====== Texte extrait
Lepape-info : Avez-vous parlé avec Jean-François Pontier (manager du hors stade) et Philippe Rémond (ambassadeur du marathon auprès de la FFA) ? Votre participation aux championnats d’Europe vous semble-t-elle acquise (voir les critères ci-contre) ?

B. M. : Je ne suis évidemment pas sûr à 100% qu’on me fasse confiance. Mais bon, j’ai fait un chrono l’an dernier (2h12mn00s à Paris, premier Français, ndlr), il y a eu Moscou derrière (les championnats du monde où il a terminé 28ème en 2h19, ndlr). Je discute souvent avec Jean-François, on se connaît depuis longtemps, il m’accompagne dans ma préparation. Philippe, je ne l’ai pas encore vu, mais on se croisera bientôt je pense. Dans ma tête, ma participation est assez claire, mais il faut aussi prouver sa forme. D’où l’importance d’être là au printemps.

Lepape-info : Quel est votre avis sur la création de ce collectif marathon par la Fédération Française d’Athlétisme ? Le voyez-vous comme une belle opportunité pour vous ? Et qu’en attendez-vous ?
============
====== Enregistrements extraits
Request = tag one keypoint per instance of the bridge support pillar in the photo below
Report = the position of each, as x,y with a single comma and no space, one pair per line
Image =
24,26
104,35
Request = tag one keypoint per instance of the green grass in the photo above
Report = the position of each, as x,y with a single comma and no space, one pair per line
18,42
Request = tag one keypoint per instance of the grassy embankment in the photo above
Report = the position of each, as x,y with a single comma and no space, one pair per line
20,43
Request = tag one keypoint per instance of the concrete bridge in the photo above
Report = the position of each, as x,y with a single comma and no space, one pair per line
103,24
============
- _Consignes écrites_
**A.** Répondez aux questions suivantes à partir de l'entretien sur le marathon :
(i) Quel temps B. M. a-t-il réalisé à Paris l'an dernier ?
(ii) Quelle place a-t-il obtenue aux championnats du monde de Moscou, et en quel temps ?
(iii) Quelle organisation a créé le collectif marathon ?
**B.** Extrayez de l'entretien sur le marathon le passage allant de "B. M. : Je ne" jusqu'à "Et qu’en attendez-vous ?" inclus.

- _Les solutions_
**A.**
(i) 2h12mn00s.
(ii) La 28e place, en 2h19.
(iii) La Fédération Française d'Athlétisme.

**B.**
B. M. : Je ne suis évidemment pas sûr à 100% qu’on me fasse confiance. Mais bon, j’ai fait un chrono l’an dernier (2h12mn00s à Paris, premier Français, ndlr), il y a eu Moscou derrière (les championnats du monde où il a terminé 28ème en 2h19, ndlr). Je discute souvent avec Jean-François, on se connaît depuis longtemps, il m’accompagne dans ma préparation. Philippe, je ne l’ai pas encore vu, mais on se croisera bientôt je pense. Dans ma tête, ma participation est assez claire, mais il faut aussi prouver sa forme. D’où l’importance d’être là au printemps.

Lepape-info : Quel est votre avis sur la création de ce collectif marathon par la Fédération Française d’Athlétisme ? Le voyez-vous comme une belle opportunité pour vous ? Et qu’en attendez-vous ?